ELEPHANT SESSIONS - All We Have Is Now 
Private Label CDTES002

It's good. In fact, it's very good. It may not be like anything you've heard before, but Elephant Sessions is only one of many groups who are stripping traditional music of its tweeds and cords, putting a hoodie and a snapback on it, and taking it clubbing, and maybe for a McDonalds after. Sketch, Moxie, NiteWorks and Dallahan spring to mind immediately, although the idea goes back to Shooglenifty and Croft Number Five and Peatbog Faeries among others. Elephant Sessions is just the latest, and perhaps the best new band to kick traditional music through the windows of urban youth culture and then crash the party. Most of the youngsters hearing this will be just as surprised by the mix of Celtic and grunge, Balkan and electronica, as I was, and apparently they love it.

There's a lot to love here: exquisite fiddle and mandolin, great tunes (did I mention this is strictly instrumental?), driving beats and quite a lot of funky bluesy riffs for any cats that like to boogie. I Used To Be A Nice Boy starts out as a New Orleans jazz strut and gradually moves out of the alley and onto the main drag, morphing into something between a Scottish reel and a soul number. Doofer is easier to categorise - heavy metal mayhem with a top dressing of mandolin and a look back to those lyrical unplugged songs by Led Zep. At the other end of this album, Wet Field Day betrays the youth of Euan Smillie, Seth Tinsley and Alasdair Taylor, the composers and frontmen in this five-piece, whose school days are not far behind them. Taylor's mandolin is the most distinctive feature of All We Have Is Now, but Smillie's fiddle plays just as important a part in the melodies, while Tinsley's bass and keys are almost ubiquitous and the guitar and drums of Mark Bruce and Greg Barry transform this music from an interesting project into a serious big-stage dance band.

**Stored items from a collection**
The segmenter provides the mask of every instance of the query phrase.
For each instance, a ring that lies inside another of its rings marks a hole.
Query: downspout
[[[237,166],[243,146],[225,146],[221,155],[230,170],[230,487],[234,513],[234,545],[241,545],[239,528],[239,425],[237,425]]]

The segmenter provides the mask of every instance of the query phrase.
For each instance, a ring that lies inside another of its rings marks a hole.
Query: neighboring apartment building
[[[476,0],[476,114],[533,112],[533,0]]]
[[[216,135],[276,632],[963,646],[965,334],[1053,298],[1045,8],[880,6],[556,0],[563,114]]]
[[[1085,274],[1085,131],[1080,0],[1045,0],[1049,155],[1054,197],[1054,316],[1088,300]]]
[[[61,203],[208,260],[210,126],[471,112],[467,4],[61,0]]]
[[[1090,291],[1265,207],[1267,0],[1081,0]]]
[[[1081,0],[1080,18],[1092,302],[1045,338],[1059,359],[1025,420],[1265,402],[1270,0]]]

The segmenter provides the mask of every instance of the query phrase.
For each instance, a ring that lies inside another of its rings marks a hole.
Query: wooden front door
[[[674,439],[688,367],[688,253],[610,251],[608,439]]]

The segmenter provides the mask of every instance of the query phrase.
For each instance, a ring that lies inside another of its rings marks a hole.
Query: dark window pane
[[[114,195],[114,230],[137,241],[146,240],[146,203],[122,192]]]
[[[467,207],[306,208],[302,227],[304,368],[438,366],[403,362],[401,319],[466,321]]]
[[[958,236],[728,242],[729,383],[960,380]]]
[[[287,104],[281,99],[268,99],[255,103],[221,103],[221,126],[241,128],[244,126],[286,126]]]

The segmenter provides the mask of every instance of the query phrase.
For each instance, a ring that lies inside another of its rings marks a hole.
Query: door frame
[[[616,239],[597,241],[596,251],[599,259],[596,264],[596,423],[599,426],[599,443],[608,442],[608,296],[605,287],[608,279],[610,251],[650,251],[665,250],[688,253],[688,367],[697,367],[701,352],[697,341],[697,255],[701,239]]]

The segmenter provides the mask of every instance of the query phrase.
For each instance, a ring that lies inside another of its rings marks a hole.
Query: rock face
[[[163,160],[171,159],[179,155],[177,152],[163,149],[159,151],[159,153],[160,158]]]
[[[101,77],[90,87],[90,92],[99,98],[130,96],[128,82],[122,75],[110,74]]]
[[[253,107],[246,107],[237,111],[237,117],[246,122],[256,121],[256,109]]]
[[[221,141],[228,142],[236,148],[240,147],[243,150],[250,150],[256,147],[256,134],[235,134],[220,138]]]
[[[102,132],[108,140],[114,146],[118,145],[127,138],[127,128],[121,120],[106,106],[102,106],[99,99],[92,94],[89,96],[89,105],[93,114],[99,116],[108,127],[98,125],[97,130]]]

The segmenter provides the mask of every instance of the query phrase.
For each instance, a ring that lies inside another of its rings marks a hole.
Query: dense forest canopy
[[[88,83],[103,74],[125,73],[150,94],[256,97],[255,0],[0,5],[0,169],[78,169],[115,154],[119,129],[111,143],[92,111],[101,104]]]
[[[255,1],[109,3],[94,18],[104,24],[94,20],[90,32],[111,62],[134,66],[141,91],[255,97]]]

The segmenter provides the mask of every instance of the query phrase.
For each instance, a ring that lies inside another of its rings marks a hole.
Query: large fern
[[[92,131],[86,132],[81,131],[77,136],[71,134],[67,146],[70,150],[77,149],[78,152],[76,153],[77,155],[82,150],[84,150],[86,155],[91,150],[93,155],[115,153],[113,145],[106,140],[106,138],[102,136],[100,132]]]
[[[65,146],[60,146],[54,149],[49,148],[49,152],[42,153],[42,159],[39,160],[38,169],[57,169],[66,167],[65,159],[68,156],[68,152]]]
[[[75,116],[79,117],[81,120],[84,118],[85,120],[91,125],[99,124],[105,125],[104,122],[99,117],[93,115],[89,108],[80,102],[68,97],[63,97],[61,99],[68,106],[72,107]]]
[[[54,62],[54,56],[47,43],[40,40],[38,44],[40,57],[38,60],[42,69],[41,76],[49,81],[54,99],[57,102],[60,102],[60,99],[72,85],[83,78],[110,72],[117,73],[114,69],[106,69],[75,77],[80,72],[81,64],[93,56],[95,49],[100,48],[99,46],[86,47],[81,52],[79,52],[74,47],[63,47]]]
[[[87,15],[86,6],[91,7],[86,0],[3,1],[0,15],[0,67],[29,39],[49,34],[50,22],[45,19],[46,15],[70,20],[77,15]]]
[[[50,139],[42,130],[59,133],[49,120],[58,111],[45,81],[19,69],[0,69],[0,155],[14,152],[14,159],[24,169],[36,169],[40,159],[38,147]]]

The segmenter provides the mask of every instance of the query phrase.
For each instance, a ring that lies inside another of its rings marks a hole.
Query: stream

**INSTRUCTIONS FOR THE TASK**
Answer these questions about the album review:
1. Which three earlier bands does it say the idea goes back to?
2. How does it describe the track Doofer?
3. Whose instrument does it call the most distinctive feature of All We Have Is Now, and what is that instrument?

**ANSWER**
1. Shooglenifty, Croft Number Five and Peatbog Faeries.
2. As heavy metal mayhem with a top dressing of mandolin and a look back to those lyrical unplugged songs by Led Zep.
3. Alasdair Taylor's mandolin.